(Segmentation data)
* * * * * * * * *

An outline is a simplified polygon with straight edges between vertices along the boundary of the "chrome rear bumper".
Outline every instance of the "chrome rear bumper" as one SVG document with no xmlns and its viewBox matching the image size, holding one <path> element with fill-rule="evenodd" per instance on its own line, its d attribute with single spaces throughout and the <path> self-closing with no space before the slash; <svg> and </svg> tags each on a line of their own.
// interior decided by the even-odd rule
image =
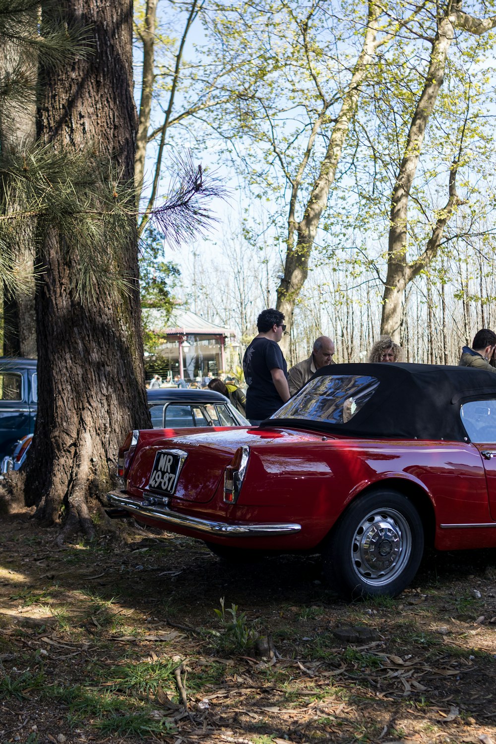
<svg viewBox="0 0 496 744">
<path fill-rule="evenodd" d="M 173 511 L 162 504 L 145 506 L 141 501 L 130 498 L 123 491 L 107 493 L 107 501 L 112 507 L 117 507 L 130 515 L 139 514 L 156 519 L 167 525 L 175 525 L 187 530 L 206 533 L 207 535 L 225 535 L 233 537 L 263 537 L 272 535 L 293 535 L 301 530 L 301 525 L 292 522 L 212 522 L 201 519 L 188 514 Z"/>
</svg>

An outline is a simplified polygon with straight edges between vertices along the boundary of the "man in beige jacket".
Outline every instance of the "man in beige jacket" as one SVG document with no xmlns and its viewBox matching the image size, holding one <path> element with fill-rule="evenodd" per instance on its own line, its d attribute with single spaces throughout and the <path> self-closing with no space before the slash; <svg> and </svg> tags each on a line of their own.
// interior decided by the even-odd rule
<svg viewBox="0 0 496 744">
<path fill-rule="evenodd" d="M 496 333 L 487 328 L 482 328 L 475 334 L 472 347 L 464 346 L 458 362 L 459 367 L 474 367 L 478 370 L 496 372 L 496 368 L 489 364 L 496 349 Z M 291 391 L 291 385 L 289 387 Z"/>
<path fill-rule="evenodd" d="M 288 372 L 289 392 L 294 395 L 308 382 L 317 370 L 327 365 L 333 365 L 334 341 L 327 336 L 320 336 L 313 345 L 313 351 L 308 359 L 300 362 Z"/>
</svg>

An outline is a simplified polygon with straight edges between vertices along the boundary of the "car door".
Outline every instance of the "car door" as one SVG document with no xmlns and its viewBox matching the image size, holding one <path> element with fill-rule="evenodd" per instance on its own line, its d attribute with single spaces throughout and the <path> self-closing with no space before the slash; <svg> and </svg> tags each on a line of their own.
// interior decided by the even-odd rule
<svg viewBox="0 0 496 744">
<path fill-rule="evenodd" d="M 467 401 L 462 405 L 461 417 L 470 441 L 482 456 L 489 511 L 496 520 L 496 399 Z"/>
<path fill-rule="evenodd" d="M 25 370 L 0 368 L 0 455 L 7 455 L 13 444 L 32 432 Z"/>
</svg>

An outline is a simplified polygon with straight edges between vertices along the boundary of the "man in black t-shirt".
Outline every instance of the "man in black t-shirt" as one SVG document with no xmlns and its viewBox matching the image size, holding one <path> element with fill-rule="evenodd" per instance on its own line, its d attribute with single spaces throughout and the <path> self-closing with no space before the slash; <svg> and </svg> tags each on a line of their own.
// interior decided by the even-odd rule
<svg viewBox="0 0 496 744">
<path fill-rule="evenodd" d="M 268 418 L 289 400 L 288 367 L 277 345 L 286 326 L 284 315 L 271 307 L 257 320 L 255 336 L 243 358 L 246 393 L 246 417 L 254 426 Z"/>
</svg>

* * * * * * * * *

▶ **GIVEN EXERCISE**: Repeat each entry exactly. Pictures do not belong in the copy.

▶ **WRITTEN ANSWER**:
An outline is a simplified polygon with straight edges between vertices along the boundary of the "chrome rear bumper".
Outline every instance of the "chrome rear bumper" as one SVG document with no xmlns and its viewBox matching the image size, holding one <path> element with fill-rule="evenodd" per instance on its own line, its d attribute with single spaces throughout and the <path> self-closing with no space before the slash; <svg> and </svg> tags each on a line of their own.
// interior decided by the even-odd rule
image =
<svg viewBox="0 0 496 744">
<path fill-rule="evenodd" d="M 173 511 L 162 504 L 145 506 L 141 501 L 130 498 L 123 491 L 107 493 L 107 501 L 112 507 L 117 507 L 130 515 L 139 514 L 156 519 L 167 525 L 175 525 L 187 530 L 206 533 L 207 535 L 225 535 L 233 537 L 263 537 L 272 535 L 293 535 L 301 530 L 301 525 L 292 522 L 212 522 L 201 519 L 188 514 Z"/>
</svg>

An outline is a simplified polygon with straight edges between vertices along the boundary of the "man in beige jacket".
Outline every instance of the "man in beige jacket" as one SVG document with no xmlns and its viewBox matching the image size, holding one <path> element with fill-rule="evenodd" per instance on its own line, its d attribute with single spaces throughout and the <path> self-closing with no space before the slash; <svg> and </svg> tags each on a line of their own.
// interior decided by the even-odd rule
<svg viewBox="0 0 496 744">
<path fill-rule="evenodd" d="M 496 333 L 487 328 L 482 328 L 475 334 L 472 347 L 464 346 L 458 362 L 459 367 L 474 367 L 478 370 L 496 372 L 496 368 L 489 364 L 496 349 Z M 291 391 L 291 385 L 289 387 Z"/>
<path fill-rule="evenodd" d="M 288 372 L 289 392 L 294 395 L 308 382 L 317 370 L 327 365 L 333 365 L 334 341 L 327 336 L 320 336 L 313 345 L 313 351 L 308 359 L 300 362 Z"/>
</svg>

An outline is a simplified polygon with straight edges between vertices along the boundary of the "car door".
Outline every instance of the "car door" as one SVG document with no xmlns and its viewBox matching the image size, holding one <path> element with fill-rule="evenodd" per instance on its own line, its d attribute with single spaces throughout and the <path> self-closing with no space before the slash; <svg> and </svg> tags each on a line of their own.
// interior decided by the even-odd rule
<svg viewBox="0 0 496 744">
<path fill-rule="evenodd" d="M 467 401 L 462 405 L 461 417 L 470 441 L 482 456 L 489 511 L 496 520 L 496 399 Z"/>
<path fill-rule="evenodd" d="M 25 370 L 0 368 L 0 455 L 7 455 L 13 444 L 32 432 Z"/>
</svg>

An outline is a simplified polygon with straight edges between vertices along the boundary of the "man in black t-shirt".
Outline every instance of the "man in black t-shirt" as one SVG document with no xmlns and its viewBox matching the image size, holding one <path> element with fill-rule="evenodd" per instance on its own line, its d attribute with single spaces throughout and the <path> self-closing with no space before the slash; <svg> and </svg> tags each on a line of their own.
// interior decided by the even-odd rule
<svg viewBox="0 0 496 744">
<path fill-rule="evenodd" d="M 268 418 L 289 400 L 288 367 L 277 345 L 286 326 L 284 315 L 271 307 L 257 320 L 255 336 L 243 358 L 246 393 L 246 417 L 254 426 Z"/>
</svg>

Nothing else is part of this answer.